— START OF DOCUMENT EXCERPT —

Honduras has five registered political parties: PNH, PLH, Social Democrats (Partido Innovación Nacional y Social Demócrata: PINU-SD), Social Christians (Partido Demócrata-Cristiano: DC), and Democrat Unification (Partido Unificación Democrática: UD). The PNH and PLH have ruled the country for decades. In the last years, Honduras has had five Liberal presidents: Roberto Suazo Córdova, José Azcona del Hoyo, Carlos Roberto Reina, Carlos Roberto Flores and Manuel Zelaya, and two Nationalists: Rafael Leonardo Callejas Romero and Ricardo Maduro. The elections have been full of controversies, including questions about whether Azcona was born in Honduras or Spain, and whether Maduro should have been able to stand given he was born in Panama.

 

In 1963 a military coup was led against the democratically elected president Ramón Villeda Morales and a military junta was established to rule the country without holding elections until 1981, with varying executive leaders. In this year Roberto Suazo Córdova (LPH) was elected president and Honduras transferred from a military authoritarian regime to an electoral democracy.

 

In 1986, José Azcona del Hoyo was elected via the "Formula B," when Azcona did not obtain the majority of votes. However, 5 Liberal candidates and 4 Nationalists were running for president at that time, and the "Formula B" required all votes from all candidates from the same party to be added together. Azcona then became the president. In 1990, Rafael Callejas Romero won the election under the slogan "Llegó el momento del Cambio," (The time for Change has arrived), which was heavily criticized for resembling El Salvador's "ARENAs" political campaign. Callejas Romero gained a reputation for illicit enrichment. Callejas has been the subject of several scandals and accusations in the last decade. In 1998, during Carlos Flores Facusse's mandate, Hurricane Mitch hit the country and all indications of economic growth were washed out in a period of 5 days.

 

In 2004 separate ballots were used for mayors, congress, and president. Many more candidates were registered for the 2005 election.

 

The Nationalist and Liberal parties are distinct political parties with their own dedicated band of supporters, but some have pointed out that their interests and policy measures throughout the 23 years of uninterrupted democracy have been very similar. They are often seen as primarily serving the interests of their own members, who receive jobs when their party gains power and lose them again when the other party does so. Both are seen as supportive of the elite who own most of the wealth in the country, with neither of them promoting socialist ideals, even though in many ways Honduras is run like a democratic version of an old socialist state, still with some price controls and nationalized electric and land-line telephone services.

— END OF DOCUMENT EXCERPT —

■ WHAT THE EXERCISE ASKS ■
Can you copy the passage on Honduran parties and elections word for word, from "In 1963 a military" up to and including "an electoral democracy."?

— START OF GIVEN INFORMATION —

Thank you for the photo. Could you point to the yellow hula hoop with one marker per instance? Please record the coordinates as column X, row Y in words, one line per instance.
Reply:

— END OF GIVEN INFORMATION —

■ REPLY ■
In 1963 a military coup was led against the democratically elected president Ramón Villeda Morales and a military junta was established to rule the country without holding elections until 1981, with varying executive leaders. In this year Roberto Suazo Córdova (LPH) was elected president and Honduras transferred from a military authoritarian regime to an electoral democracy.